| EXERCISE TASK |
Format the lines of the data below as a numbered list, omitting blank lines and leaving out the pictures.

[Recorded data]
────────────────

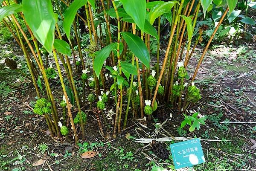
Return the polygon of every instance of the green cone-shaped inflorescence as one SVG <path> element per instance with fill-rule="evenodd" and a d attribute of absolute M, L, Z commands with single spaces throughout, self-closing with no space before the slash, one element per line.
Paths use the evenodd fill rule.
<path fill-rule="evenodd" d="M 90 45 L 88 46 L 88 49 L 90 52 L 93 53 L 96 51 L 99 50 L 99 47 L 94 41 L 92 41 L 90 43 Z"/>
<path fill-rule="evenodd" d="M 86 122 L 86 121 L 87 121 L 87 115 L 81 110 L 81 114 L 82 115 L 82 118 L 83 118 L 83 122 L 84 122 L 84 124 Z M 74 118 L 73 121 L 75 124 L 80 124 L 80 116 L 79 112 L 77 113 L 76 117 Z"/>
<path fill-rule="evenodd" d="M 58 122 L 58 125 L 61 128 L 61 135 L 66 136 L 68 134 L 68 128 L 66 126 L 62 125 L 62 124 L 61 122 Z"/>
<path fill-rule="evenodd" d="M 113 67 L 113 70 L 111 72 L 111 74 L 113 76 L 116 76 L 118 75 L 118 71 L 117 71 L 117 67 L 114 66 Z"/>
<path fill-rule="evenodd" d="M 87 96 L 87 99 L 88 99 L 88 101 L 90 102 L 93 102 L 96 100 L 96 96 L 93 93 L 89 94 Z"/>
<path fill-rule="evenodd" d="M 178 75 L 180 78 L 184 78 L 187 75 L 186 68 L 184 67 L 184 62 L 178 62 L 178 67 L 179 69 L 178 69 Z"/>
<path fill-rule="evenodd" d="M 152 70 L 151 75 L 148 77 L 148 84 L 151 87 L 153 87 L 157 85 L 157 79 L 154 78 L 155 74 L 156 72 Z"/>
<path fill-rule="evenodd" d="M 81 79 L 83 81 L 85 81 L 88 79 L 88 75 L 87 74 L 88 71 L 87 70 L 83 70 L 82 72 L 83 74 L 81 75 Z"/>
<path fill-rule="evenodd" d="M 108 95 L 109 94 L 109 91 L 107 91 L 106 93 L 104 93 L 103 91 L 101 92 L 102 94 L 102 101 L 105 103 L 107 103 L 108 101 Z"/>
<path fill-rule="evenodd" d="M 190 102 L 195 103 L 202 97 L 200 95 L 199 89 L 195 87 L 194 82 L 191 83 L 192 85 L 188 88 L 188 93 L 187 93 L 186 100 Z"/>
<path fill-rule="evenodd" d="M 157 91 L 157 93 L 158 93 L 158 94 L 160 96 L 163 96 L 164 93 L 164 88 L 161 84 L 159 85 L 159 87 L 158 87 L 158 90 Z"/>
<path fill-rule="evenodd" d="M 149 100 L 145 100 L 145 103 L 146 105 L 144 107 L 144 113 L 146 115 L 151 115 L 153 113 L 153 109 L 150 105 L 151 104 L 151 101 Z"/>
<path fill-rule="evenodd" d="M 99 101 L 97 102 L 97 107 L 101 110 L 105 108 L 105 103 L 102 101 L 102 98 L 101 96 L 99 96 Z"/>
<path fill-rule="evenodd" d="M 55 77 L 57 76 L 57 72 L 52 67 L 52 65 L 51 66 L 48 68 L 48 69 L 45 69 L 45 73 L 46 73 L 46 76 L 48 79 L 54 78 Z"/>
<path fill-rule="evenodd" d="M 33 111 L 39 115 L 51 113 L 51 103 L 48 102 L 45 98 L 42 98 L 36 101 Z"/>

────────────────

| SOLUTION TO THE PROBLEM |
1. Return the polygon of every instance of the green cone-shaped inflorescence as one SVG <path> element per instance with fill-rule="evenodd" and a d attribute of absolute M, L, Z commands with single spaces throughout, self-closing with no space before the slash, one element per line.
2. Paths use the evenodd fill rule.
3. <path fill-rule="evenodd" d="M 90 45 L 88 46 L 88 49 L 90 52 L 93 53 L 96 51 L 99 50 L 99 47 L 94 41 L 92 41 L 90 43 Z"/>
4. <path fill-rule="evenodd" d="M 86 122 L 86 121 L 87 121 L 87 115 L 81 110 L 81 114 L 82 115 L 82 118 L 83 118 L 83 122 L 84 122 L 84 124 Z M 74 118 L 73 121 L 75 124 L 80 124 L 80 116 L 79 112 L 77 113 L 76 117 Z"/>
5. <path fill-rule="evenodd" d="M 58 122 L 58 125 L 61 128 L 61 135 L 66 136 L 68 134 L 68 128 L 66 126 L 62 125 L 62 124 L 61 122 Z"/>
6. <path fill-rule="evenodd" d="M 113 67 L 113 70 L 111 72 L 111 74 L 113 76 L 116 76 L 118 75 L 118 71 L 117 71 L 117 67 L 114 66 Z"/>
7. <path fill-rule="evenodd" d="M 87 96 L 87 99 L 88 99 L 88 101 L 90 102 L 93 102 L 96 100 L 96 96 L 93 93 L 89 94 Z"/>
8. <path fill-rule="evenodd" d="M 178 75 L 180 78 L 184 78 L 187 75 L 186 68 L 184 67 L 184 62 L 178 62 L 178 67 L 179 69 L 178 69 Z"/>
9. <path fill-rule="evenodd" d="M 152 70 L 151 75 L 148 77 L 148 84 L 151 87 L 153 87 L 157 85 L 157 79 L 154 78 L 155 74 L 156 72 Z"/>
10. <path fill-rule="evenodd" d="M 81 79 L 83 81 L 85 81 L 88 79 L 88 75 L 87 74 L 88 71 L 87 70 L 83 70 L 82 72 L 83 74 L 81 75 Z"/>
11. <path fill-rule="evenodd" d="M 108 95 L 109 94 L 109 91 L 107 91 L 106 93 L 104 93 L 103 91 L 101 92 L 102 94 L 102 101 L 105 103 L 107 103 L 108 101 Z"/>
12. <path fill-rule="evenodd" d="M 190 102 L 195 103 L 202 97 L 200 95 L 199 89 L 195 87 L 194 82 L 191 83 L 192 85 L 188 88 L 188 93 L 187 93 L 186 100 Z"/>
13. <path fill-rule="evenodd" d="M 157 91 L 157 93 L 158 93 L 158 94 L 160 96 L 163 96 L 164 93 L 164 88 L 161 84 L 159 85 L 159 87 L 158 87 L 158 90 Z"/>
14. <path fill-rule="evenodd" d="M 149 100 L 145 100 L 145 103 L 146 105 L 144 107 L 144 113 L 146 115 L 151 115 L 153 113 L 153 109 L 150 105 L 151 104 L 151 101 Z"/>
15. <path fill-rule="evenodd" d="M 99 101 L 97 102 L 97 107 L 101 110 L 105 108 L 105 103 L 102 101 L 102 98 L 101 96 L 99 96 Z"/>
16. <path fill-rule="evenodd" d="M 55 77 L 57 76 L 57 72 L 52 67 L 52 65 L 51 66 L 48 68 L 48 69 L 45 69 L 45 73 L 46 73 L 46 76 L 48 79 L 54 78 Z"/>
17. <path fill-rule="evenodd" d="M 33 111 L 39 115 L 51 113 L 51 103 L 48 102 L 45 98 L 42 98 L 36 101 Z"/>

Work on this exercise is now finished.